Exercise aim:
Retype the line where "put a marker on the boulder top" appears and each line that follows it down to the last line of the records below. Leave the pictures out.

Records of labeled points

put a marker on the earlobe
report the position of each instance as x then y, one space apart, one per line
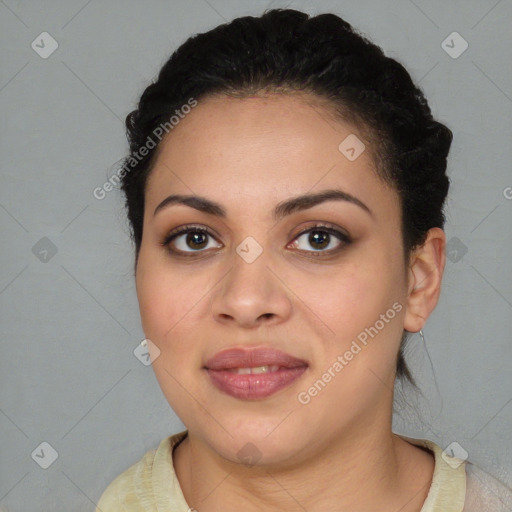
424 280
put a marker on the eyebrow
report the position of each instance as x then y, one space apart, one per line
283 209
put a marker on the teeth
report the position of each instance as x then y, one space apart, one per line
258 369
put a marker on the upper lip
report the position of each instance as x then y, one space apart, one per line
250 358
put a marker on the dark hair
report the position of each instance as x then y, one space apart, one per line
286 50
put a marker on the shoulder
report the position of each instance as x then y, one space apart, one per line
136 488
485 492
124 492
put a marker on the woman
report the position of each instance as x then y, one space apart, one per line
285 189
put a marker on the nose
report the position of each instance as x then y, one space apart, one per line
250 295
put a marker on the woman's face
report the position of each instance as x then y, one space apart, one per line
332 299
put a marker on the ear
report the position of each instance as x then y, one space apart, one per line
425 274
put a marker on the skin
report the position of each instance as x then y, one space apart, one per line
336 452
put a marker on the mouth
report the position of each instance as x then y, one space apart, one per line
253 374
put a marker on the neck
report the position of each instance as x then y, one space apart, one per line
366 470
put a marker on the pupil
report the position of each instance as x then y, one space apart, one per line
314 238
193 237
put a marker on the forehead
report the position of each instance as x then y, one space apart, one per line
261 147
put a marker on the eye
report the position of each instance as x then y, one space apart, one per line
320 237
188 240
196 239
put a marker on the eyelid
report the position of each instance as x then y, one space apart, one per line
332 229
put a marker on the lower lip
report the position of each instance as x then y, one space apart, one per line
254 386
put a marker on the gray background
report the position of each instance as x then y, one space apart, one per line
69 321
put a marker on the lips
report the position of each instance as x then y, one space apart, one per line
253 374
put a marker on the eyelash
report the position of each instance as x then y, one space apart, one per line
325 228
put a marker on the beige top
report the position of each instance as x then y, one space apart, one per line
151 485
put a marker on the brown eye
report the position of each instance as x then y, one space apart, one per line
320 238
188 240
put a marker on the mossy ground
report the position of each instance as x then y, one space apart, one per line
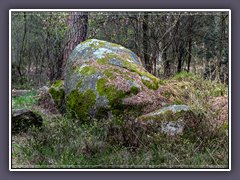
113 143
64 144
79 104
26 101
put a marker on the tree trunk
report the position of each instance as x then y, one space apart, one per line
78 25
189 54
145 43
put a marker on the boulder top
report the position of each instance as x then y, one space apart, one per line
99 49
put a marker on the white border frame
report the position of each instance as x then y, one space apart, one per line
118 10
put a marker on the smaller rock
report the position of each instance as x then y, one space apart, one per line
23 119
16 93
170 120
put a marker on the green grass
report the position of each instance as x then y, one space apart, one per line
64 143
26 101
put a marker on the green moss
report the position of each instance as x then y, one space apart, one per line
79 104
57 92
151 85
87 70
113 95
109 73
134 90
184 75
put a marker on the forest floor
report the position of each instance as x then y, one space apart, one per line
63 143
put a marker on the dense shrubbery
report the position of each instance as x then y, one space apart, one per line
116 142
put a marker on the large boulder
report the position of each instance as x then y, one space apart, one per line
103 77
23 119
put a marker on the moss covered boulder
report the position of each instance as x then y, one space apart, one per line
102 78
170 120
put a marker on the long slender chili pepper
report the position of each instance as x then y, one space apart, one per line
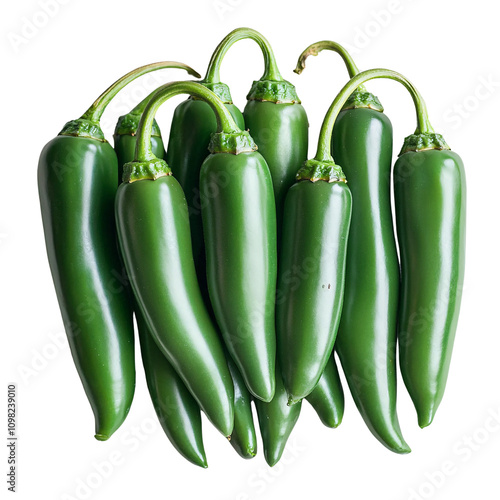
369 362
77 178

In response:
put a marker on the boulder top
report the position of each instance as x then y, one space apart, one per line
99 49
put a marker on the white border frame
report the position of each instance as x then y, one space apart, one per line
118 10
put a marker on the smaller rock
report the position of each instance as x then y, one space apart, one per line
23 119
16 93
170 120
put a marker on the green grass
report the position of each instance as x then y, one space apart, one per line
64 143
26 101
put a marker on the green moss
report the position of each instance as x then y, one space apart, one per line
79 104
57 92
151 85
87 70
113 95
109 73
134 90
184 75
put a marker on the forest floor
report the position of each instance as x then y, one space apart, one per line
63 143
put a marker on the dense shrubbery
report the position of each instance as x then y, one space apart, one per line
116 142
put a marker on the large boulder
report the position of each instance as x then y, one space apart, one per line
103 77
23 119
put a marker on the moss covered boulder
report the position of each instance as x then y, one space apart, one per line
102 78
170 120
put a marker on the long slender chili pepper
report the position of each instance as x then y, one space apart, one per line
369 362
77 178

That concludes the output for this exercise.